-- Selected text --
# # # # #
# swivel plate adapters for tractor seats?



## PTSolutions (Dec 8, 2007)

does anyone know if theres such a thing? i wanna mount one under my tractor's suspension seat so my neck doesnt kill at the end of the day.

also, universal tractor fenders for front wheels?


----------



## DGODGR (Nov 30, 2008)

I'm not sure if these are made aftermarket, or sold seperately, but you could always buy a complete seat from Kubota, or maybe Deere, and then mount it to your Kioti. Many other applications have swivel seats too. Industrial loaders (also known as skip loaders) often have seats that swivel a quarter turn to the right. Try calling a tratcor salvage yard if you can't find what you are looking for. Case (570MXT, 480LL), Cat (414), Deere (210), Masey/Fermec (not familiar with model numbers) are the ones that I can think of off the top of my head. A backhoe seat might also work but will probably require modification. These seats swivel 180 degrees and to the left. Good luck.


----------



## blowerman (Dec 24, 2007)

Come on now Pro touch, you aren't thinking about trading off the Kioti for a Kubota?
While I must admit the Kubota was a few more beans, the few creature comforts were worth it in my book. 
Have you used the inverted blower yet? Mine is just sitting and waiting!


----------



## DGODGR (Nov 30, 2008)

blowerman;1403547 said:


> Come on now Pro touch, you aren't thinking about trading off the Kioti for a Kubota?


You better duck Protouch. The hair parting has begun and it sounds like the orange bullets have started flying first.


----------



## Showmestaterida (Dec 28, 2006)

Hows the new tractor treating you? Hows the shifting going?Blower?


----------



## blowerman (Dec 24, 2007)

My understanding is the Kioti is a good solid tractor! I just prefer some of the creature comforts of the Kubota. The push button shifting is nice as is the 15 degree seat swivel. (I couldn't help it)


----------



## PTSolutions (Dec 8, 2007)

the only two differences between the m9540's i was looking at and the dk90 were swivel seat and power reverser(powershuttle)

the kioti has everything else so theres no creature comforts missing. the shifting isnt to bad, as i stay in high range all the time and the clutch isnt stiff.

i ended up getting this:
http://www.amazon.com/Swivel-Pro-Seat-Model-5006/dp/B005JIZS64

although, i am more likely than not purchasing an m100x next season for blowing drives as the thumb 3pt control is awesome along with the powershift on the handrest.

the kioti will be getting a loader and bx12 or kage unit and be put on parking lot duty.

blower is great, still waiting on the backblade though. i did about 3 drives in the time a competitor did 1 drive on a street we both were working on.


----------



## 512high (Jan 18, 2010)

*Fenders!>$$$$$$*

Hi Pro Touchgrounds, I have a 2006 Kubota L-4330HSTC, we use this just for snow removal, stacking snow, re-locating piles etc., we have a plate and drive on road to some of our lots, some 3 miles away etc., when roads are wet, water/salt all over the cab, i called my local dealership, they said no part no# for front fenders...well if u have a Kubota you can get them....from Canada, i was on a tractor forum, a guy goes by the name 4SHORTS, has a custom L-5740, i asked about front fenders...stock in Canada, i called a few Kubota dealers that speak english, gave them my model number etc, after 2-wks,going thru customs, UPS delivered, was about $780.00! however, i try to keep this small rig clean, it does help if you drive on road alot. Call a english speaking Kubota dealer in Canada, give them your model number etc....they are available, pretty easy install, HD brackets etc...i even made mud flaps! Think Snow!
# # # # #
-- Objective A --
Can you print the tractor seat thread between "the kioti has" and "clutch isnt stiff.", inclusive?

(Saved data entries)
# # # # #
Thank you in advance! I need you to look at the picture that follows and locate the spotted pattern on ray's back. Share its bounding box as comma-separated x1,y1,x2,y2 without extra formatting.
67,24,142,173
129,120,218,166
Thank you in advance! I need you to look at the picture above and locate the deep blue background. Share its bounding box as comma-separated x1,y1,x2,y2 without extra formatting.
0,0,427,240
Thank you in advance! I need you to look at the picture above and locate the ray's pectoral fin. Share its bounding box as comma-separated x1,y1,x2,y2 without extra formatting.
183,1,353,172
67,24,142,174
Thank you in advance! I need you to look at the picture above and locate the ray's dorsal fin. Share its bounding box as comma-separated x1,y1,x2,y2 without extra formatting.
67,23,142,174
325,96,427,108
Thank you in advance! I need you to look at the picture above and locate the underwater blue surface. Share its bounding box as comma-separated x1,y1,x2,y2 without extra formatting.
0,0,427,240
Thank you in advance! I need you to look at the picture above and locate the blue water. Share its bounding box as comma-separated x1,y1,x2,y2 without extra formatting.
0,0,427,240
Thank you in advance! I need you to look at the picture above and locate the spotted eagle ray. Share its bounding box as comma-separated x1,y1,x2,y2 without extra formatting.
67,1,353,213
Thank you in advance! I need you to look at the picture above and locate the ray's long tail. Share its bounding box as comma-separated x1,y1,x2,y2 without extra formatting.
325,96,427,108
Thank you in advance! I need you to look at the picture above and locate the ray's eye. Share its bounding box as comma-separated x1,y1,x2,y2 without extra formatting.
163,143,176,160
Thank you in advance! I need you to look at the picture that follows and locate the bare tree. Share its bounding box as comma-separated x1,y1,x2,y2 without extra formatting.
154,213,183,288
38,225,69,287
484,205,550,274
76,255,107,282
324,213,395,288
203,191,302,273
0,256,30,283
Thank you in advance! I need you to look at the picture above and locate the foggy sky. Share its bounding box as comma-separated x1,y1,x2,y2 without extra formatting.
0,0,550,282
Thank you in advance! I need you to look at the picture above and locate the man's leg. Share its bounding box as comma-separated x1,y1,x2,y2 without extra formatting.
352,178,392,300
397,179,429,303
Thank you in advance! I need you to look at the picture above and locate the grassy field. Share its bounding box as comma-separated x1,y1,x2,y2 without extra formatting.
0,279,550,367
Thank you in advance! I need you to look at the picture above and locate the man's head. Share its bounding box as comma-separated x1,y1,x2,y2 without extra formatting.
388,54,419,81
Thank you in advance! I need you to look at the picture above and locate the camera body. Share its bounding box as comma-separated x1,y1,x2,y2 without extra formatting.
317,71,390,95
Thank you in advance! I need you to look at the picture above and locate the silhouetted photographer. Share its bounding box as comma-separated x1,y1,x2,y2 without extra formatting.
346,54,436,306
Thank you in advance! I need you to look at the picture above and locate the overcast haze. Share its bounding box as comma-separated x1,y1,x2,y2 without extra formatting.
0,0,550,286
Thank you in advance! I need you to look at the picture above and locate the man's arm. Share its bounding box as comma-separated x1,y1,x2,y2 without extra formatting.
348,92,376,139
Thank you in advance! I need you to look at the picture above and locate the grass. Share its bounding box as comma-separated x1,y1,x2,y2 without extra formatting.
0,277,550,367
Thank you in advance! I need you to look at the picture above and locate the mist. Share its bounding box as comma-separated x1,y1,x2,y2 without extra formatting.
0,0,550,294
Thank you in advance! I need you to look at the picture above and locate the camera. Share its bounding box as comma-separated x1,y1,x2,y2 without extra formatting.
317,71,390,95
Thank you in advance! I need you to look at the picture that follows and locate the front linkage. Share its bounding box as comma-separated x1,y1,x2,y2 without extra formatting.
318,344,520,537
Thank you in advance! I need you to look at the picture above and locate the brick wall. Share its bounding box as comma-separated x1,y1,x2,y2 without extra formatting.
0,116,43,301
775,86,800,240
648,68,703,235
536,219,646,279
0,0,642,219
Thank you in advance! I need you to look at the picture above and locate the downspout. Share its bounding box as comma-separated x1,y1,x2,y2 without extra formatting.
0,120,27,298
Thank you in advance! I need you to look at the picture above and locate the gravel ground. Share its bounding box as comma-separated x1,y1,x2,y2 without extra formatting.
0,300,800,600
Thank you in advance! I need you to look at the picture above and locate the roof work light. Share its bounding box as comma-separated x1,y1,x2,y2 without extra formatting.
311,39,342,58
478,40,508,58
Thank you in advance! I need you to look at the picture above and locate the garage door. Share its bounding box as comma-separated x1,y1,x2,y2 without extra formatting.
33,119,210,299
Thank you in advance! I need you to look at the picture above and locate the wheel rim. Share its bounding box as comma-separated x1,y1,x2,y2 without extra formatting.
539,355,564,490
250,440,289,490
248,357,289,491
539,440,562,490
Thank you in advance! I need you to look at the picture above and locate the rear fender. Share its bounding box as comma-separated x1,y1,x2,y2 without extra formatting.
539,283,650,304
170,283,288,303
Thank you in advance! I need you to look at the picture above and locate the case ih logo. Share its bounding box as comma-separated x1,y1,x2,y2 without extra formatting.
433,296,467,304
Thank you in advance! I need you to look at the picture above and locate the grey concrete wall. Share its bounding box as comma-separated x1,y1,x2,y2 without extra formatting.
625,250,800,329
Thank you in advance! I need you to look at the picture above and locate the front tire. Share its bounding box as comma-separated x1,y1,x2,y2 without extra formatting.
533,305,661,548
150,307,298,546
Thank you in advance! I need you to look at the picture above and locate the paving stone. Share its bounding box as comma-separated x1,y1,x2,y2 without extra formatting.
# # # # #
-- Objective B --
Can you give back the saved data entries between the lines holding "the spotted eagle" and "388,54,419,81", inclusive, with every coordinate shifted up by 93 and each request line kept? Return only those lines.

-- Full answer A --
the kioti has everything else so theres no creature comforts missing. the shifting isnt to bad, as i stay in high range all the time and the clutch isnt stiff.

-- Full answer B --
Thank you in advance! I need you to look at the picture above and locate the spotted eagle ray. Share its bounding box as comma-separated x1,y1,x2,y2 without extra formatting.
160,94,446,306
Thank you in advance! I need you to look at the picture above and locate the ray's long tail. Share its bounding box as comma-separated x1,y1,x2,y2 without extra formatting.
418,189,520,201
Thank you in advance! I need you to look at the picture above and locate the ray's eye. Share its bounding box as comma-separated x1,y1,x2,y2 without extra formatting.
256,236,269,253
Thank you in advance! I need you to look at the picture that follows and locate the bare tree. Share its bounding box as comma-separated x1,y1,x2,y2 without extra formatting.
247,306,276,381
131,318,162,380
577,298,643,367
169,348,200,375
417,306,488,381
296,284,395,366
93,349,123,376
Thank you in advance! I need you to look at the picture above and locate the foggy sky. Share its bounding box as comma-separated x1,y1,x2,y2 without extra formatting.
93,93,643,375
Thank you in advance! I need you to look at the picture above and locate the man's leg. Share its bounding box as comma-separated x1,y1,x2,y2 without extra formatting.
445,271,485,393
490,272,522,396
Thank you in advance! I need you to look at the picture above and locate the grassy field. Share its bounding box as comma-separated x1,y1,x2,y2 without extra formatting.
93,372,643,460
Thank you in advance! I need you to look at the picture above and locate the man's head. Share its bounding box as comma-separated x1,y1,x2,y2 without extra formatting.
481,147,512,174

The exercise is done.